Transcribe the data below without any change, from the line with "target | whale fluke" to the line with "x=286 y=157", including both of those lines.

(Excerpts of pointing data)
# # #

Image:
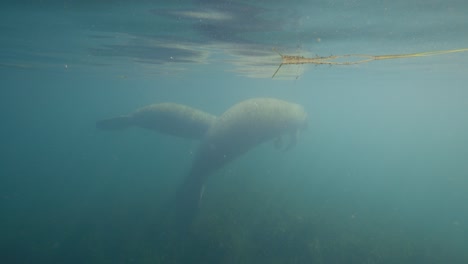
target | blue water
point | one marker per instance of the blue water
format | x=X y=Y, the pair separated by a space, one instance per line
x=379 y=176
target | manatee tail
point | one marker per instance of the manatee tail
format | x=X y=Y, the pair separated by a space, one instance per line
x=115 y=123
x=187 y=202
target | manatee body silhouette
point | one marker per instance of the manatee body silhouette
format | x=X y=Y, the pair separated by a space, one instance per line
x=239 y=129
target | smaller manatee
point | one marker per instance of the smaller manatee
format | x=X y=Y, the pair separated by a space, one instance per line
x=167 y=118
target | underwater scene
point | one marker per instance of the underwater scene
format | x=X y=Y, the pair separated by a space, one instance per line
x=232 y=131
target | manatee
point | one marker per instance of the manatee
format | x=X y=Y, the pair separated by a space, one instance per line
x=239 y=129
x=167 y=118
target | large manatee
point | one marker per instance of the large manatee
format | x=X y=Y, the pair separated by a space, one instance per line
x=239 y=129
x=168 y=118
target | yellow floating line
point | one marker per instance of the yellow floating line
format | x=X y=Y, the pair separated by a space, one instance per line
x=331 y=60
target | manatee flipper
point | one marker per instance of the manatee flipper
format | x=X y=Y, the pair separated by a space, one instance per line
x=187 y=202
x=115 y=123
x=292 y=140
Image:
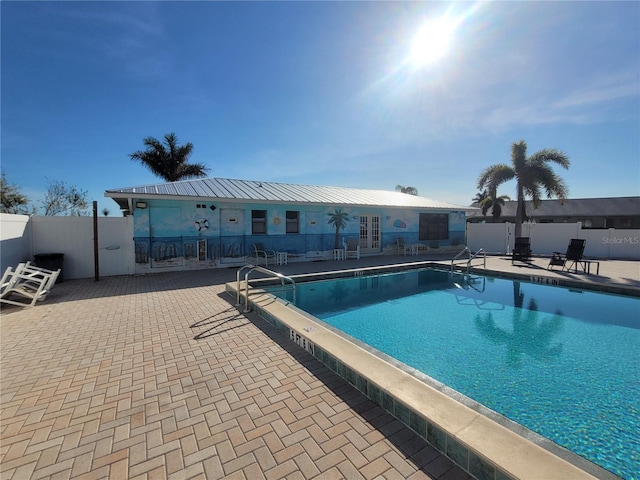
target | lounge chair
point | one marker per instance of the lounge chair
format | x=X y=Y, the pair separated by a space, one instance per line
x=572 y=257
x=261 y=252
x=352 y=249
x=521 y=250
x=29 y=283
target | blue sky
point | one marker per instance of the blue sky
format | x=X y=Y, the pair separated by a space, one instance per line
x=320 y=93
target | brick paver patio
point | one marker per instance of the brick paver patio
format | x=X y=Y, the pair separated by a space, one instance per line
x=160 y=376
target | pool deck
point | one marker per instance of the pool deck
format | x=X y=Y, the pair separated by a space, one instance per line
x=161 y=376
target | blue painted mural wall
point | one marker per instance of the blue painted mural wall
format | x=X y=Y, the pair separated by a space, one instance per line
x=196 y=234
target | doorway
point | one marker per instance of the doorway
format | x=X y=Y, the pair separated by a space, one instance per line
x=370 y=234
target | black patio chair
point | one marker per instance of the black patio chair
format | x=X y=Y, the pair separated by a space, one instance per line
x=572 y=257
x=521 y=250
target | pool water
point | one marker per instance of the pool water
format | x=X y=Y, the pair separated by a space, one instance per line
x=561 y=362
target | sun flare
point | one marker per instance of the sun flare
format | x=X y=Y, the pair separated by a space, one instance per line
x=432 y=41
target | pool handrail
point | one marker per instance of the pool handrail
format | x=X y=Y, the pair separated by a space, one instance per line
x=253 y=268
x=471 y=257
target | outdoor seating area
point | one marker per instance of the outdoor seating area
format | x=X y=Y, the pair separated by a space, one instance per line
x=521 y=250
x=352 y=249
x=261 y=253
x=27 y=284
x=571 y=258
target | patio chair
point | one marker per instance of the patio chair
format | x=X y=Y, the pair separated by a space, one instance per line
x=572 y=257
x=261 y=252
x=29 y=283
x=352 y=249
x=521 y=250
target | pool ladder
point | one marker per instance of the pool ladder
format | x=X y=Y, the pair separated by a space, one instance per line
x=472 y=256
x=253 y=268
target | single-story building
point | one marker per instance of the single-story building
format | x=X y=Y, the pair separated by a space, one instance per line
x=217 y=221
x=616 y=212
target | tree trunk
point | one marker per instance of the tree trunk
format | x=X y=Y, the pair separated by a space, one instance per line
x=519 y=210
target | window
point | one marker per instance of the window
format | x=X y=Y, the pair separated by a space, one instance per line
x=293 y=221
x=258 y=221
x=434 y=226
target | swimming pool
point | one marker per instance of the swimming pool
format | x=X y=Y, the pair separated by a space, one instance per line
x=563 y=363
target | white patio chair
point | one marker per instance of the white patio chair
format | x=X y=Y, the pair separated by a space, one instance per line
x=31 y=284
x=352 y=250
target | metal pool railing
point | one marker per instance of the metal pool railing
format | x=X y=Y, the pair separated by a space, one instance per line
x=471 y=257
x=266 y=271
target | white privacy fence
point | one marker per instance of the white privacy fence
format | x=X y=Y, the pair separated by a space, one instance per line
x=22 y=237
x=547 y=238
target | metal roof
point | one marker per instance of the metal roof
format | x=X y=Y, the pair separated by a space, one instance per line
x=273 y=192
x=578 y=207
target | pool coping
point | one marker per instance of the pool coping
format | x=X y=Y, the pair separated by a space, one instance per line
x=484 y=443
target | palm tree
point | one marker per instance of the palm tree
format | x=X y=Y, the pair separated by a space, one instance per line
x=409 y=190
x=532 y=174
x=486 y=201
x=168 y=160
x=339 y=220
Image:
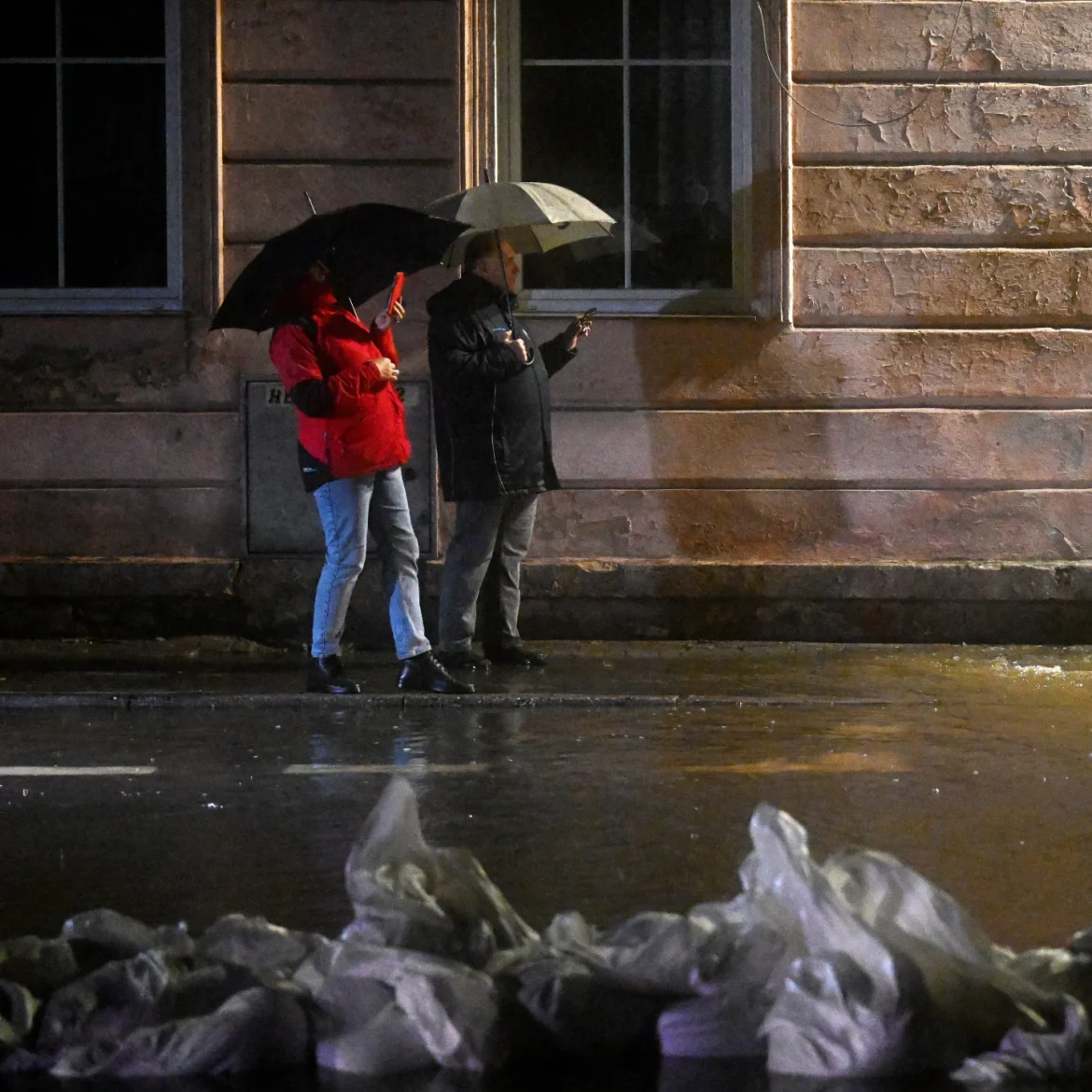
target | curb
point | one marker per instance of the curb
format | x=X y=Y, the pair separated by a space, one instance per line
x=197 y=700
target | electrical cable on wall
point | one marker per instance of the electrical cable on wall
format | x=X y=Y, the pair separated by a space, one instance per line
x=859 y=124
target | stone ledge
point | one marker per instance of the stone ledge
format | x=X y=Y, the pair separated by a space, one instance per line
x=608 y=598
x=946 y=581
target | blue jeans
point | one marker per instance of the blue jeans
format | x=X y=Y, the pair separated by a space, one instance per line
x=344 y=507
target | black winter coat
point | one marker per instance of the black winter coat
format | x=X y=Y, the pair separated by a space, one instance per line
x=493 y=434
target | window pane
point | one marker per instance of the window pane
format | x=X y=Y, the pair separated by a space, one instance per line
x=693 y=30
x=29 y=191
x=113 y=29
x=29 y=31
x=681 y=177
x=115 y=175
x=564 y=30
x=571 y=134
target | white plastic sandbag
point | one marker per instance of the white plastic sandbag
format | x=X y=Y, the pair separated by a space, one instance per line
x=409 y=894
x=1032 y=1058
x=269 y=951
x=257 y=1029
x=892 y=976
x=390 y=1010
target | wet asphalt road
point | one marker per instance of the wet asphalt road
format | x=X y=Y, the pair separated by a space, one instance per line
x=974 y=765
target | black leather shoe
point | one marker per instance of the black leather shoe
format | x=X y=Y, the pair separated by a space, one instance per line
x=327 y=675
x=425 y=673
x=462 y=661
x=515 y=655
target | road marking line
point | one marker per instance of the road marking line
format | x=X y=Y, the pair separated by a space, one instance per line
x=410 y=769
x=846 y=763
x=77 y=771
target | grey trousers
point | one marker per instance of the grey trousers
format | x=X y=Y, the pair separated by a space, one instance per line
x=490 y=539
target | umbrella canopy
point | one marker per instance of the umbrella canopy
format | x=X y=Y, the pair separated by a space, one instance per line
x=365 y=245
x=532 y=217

# # #

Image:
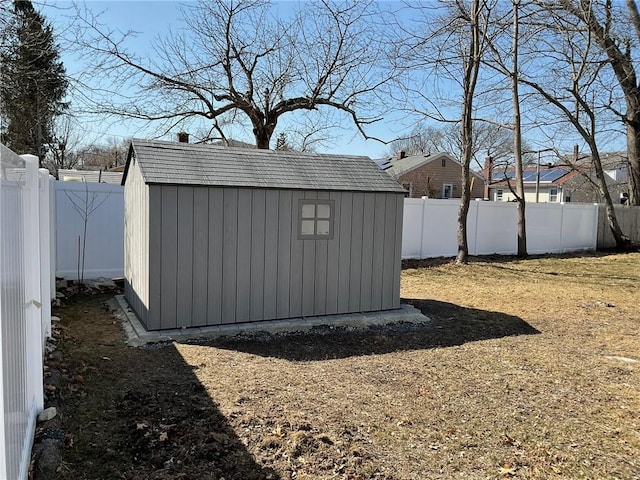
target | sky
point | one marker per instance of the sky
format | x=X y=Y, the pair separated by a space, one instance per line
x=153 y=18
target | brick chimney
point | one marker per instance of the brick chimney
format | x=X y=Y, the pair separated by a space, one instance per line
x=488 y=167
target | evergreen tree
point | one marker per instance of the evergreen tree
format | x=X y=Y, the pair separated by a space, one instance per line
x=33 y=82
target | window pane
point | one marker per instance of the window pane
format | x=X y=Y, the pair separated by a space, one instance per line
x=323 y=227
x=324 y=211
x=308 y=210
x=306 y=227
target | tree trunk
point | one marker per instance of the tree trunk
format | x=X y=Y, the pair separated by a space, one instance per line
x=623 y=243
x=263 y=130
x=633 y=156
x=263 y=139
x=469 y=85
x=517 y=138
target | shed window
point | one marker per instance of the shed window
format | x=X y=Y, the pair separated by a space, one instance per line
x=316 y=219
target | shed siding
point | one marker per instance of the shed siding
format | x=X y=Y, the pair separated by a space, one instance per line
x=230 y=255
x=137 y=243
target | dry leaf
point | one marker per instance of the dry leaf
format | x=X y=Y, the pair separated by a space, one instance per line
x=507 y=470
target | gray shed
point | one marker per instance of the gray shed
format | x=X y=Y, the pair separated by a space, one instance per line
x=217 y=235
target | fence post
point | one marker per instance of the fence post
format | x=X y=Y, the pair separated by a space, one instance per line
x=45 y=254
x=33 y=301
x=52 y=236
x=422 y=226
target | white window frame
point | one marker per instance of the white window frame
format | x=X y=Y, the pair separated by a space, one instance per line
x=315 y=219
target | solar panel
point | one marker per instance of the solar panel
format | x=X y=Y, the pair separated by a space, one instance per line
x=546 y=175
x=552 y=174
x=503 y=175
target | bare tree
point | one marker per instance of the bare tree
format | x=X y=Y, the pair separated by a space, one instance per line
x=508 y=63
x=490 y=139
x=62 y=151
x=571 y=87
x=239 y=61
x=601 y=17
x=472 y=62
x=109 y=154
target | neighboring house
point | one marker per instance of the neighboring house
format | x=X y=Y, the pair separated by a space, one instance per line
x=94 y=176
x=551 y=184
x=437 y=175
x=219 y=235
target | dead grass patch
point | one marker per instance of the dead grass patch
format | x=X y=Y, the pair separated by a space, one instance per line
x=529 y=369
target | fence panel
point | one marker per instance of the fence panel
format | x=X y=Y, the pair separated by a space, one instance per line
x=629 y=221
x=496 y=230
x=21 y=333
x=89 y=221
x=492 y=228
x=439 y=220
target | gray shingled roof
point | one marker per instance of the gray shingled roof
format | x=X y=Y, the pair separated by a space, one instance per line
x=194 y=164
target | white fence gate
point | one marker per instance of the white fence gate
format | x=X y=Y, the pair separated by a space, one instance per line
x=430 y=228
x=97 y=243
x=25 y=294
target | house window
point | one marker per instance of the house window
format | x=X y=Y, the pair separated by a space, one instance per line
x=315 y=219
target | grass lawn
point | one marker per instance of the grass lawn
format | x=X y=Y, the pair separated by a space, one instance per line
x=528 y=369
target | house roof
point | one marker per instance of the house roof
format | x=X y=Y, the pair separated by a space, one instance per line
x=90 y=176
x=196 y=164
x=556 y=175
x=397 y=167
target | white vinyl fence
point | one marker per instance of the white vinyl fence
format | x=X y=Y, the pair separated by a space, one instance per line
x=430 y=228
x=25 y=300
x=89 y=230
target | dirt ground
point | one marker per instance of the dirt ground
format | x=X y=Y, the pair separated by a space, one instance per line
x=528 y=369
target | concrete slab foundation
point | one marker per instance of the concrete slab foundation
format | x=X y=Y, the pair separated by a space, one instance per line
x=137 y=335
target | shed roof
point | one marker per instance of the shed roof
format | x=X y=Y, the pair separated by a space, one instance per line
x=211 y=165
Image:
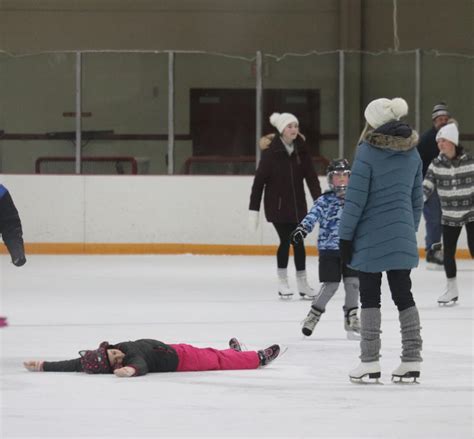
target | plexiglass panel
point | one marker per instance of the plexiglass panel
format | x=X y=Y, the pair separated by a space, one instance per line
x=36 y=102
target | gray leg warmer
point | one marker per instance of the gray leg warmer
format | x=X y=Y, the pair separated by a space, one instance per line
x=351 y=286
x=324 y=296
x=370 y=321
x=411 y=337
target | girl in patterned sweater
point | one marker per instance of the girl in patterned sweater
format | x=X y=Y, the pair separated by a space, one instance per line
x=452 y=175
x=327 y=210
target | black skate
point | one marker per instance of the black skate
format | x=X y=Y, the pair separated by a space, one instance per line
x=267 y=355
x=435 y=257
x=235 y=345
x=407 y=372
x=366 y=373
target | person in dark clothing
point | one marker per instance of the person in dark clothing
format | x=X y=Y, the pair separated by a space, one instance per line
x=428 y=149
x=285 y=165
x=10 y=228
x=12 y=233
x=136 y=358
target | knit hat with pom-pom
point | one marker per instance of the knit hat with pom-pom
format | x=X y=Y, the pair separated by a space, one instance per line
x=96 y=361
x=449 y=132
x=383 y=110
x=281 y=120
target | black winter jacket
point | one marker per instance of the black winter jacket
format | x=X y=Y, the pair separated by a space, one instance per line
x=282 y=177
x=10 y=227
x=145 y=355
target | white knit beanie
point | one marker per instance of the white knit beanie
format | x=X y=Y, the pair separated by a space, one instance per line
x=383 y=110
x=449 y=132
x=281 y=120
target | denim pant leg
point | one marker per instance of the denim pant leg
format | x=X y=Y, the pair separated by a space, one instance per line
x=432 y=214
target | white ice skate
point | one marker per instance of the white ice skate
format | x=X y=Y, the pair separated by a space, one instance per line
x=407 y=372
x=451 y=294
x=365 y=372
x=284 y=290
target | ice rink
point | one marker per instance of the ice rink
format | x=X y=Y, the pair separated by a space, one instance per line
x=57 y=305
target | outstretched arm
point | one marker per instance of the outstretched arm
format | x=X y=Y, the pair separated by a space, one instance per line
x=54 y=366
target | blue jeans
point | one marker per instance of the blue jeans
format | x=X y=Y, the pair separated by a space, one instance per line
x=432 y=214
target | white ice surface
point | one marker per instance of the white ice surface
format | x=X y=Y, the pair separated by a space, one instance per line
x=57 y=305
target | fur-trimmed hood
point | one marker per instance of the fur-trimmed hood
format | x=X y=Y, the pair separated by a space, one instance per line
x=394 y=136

# # #

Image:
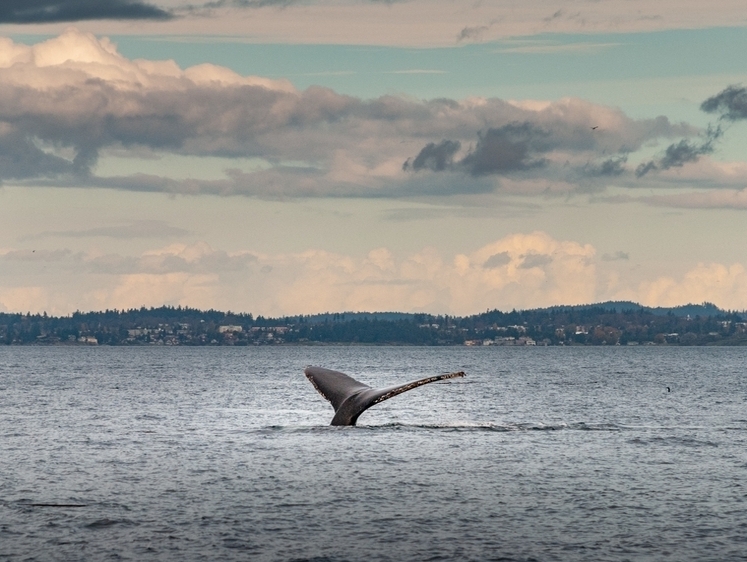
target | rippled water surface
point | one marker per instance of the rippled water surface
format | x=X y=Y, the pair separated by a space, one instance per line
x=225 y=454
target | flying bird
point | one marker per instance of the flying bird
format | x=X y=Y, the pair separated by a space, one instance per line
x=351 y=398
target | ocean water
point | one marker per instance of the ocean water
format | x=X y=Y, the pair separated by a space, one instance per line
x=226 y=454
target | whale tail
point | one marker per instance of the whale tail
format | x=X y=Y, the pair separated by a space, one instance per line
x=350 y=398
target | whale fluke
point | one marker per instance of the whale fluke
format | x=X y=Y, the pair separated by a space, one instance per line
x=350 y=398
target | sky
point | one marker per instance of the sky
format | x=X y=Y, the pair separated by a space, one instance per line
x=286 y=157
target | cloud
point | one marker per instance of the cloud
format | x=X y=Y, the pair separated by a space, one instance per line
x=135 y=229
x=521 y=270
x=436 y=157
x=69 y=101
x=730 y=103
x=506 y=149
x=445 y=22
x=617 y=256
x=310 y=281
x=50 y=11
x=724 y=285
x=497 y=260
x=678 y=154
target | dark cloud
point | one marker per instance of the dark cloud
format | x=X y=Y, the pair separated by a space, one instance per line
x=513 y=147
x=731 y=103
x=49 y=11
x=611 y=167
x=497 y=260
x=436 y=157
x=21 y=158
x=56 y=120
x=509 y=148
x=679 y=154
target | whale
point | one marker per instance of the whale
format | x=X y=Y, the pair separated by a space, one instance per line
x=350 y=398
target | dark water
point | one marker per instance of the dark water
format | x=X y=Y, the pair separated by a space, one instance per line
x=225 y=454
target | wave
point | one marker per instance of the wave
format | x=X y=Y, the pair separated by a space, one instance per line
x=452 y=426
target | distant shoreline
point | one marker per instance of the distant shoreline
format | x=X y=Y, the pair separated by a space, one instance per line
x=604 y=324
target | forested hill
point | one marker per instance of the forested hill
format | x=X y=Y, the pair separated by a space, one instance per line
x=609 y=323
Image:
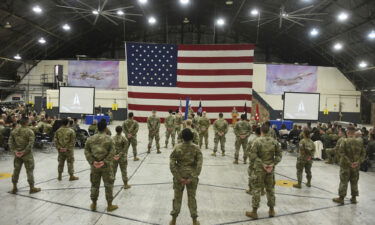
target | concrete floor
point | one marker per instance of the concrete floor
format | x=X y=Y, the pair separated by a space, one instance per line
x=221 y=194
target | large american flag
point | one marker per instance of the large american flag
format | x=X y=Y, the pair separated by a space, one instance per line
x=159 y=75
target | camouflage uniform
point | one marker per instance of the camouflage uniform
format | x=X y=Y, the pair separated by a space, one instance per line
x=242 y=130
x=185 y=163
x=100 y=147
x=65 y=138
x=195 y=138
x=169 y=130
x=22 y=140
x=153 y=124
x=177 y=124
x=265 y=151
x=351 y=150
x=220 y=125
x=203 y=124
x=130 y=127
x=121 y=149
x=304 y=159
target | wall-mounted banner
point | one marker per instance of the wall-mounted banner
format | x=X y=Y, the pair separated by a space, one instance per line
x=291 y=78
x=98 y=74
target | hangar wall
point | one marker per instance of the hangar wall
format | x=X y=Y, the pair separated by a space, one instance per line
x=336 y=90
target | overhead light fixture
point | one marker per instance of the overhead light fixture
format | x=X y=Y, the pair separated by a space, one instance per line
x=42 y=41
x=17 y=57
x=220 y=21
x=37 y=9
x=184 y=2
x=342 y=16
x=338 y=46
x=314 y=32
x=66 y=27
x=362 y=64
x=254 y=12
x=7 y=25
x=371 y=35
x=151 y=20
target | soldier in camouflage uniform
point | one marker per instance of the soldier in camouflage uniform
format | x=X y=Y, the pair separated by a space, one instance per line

# # #

» CORRECT OUTPUT
target | whale fluke
point | one marker per instance of the whale fluke
format | x=X y=Y, the pair separated by a space, one instance per line
x=350 y=398
target | sky
point | one marker per instance of the sky
format | x=X y=Y, the pair separated by a space, one instance per line
x=286 y=157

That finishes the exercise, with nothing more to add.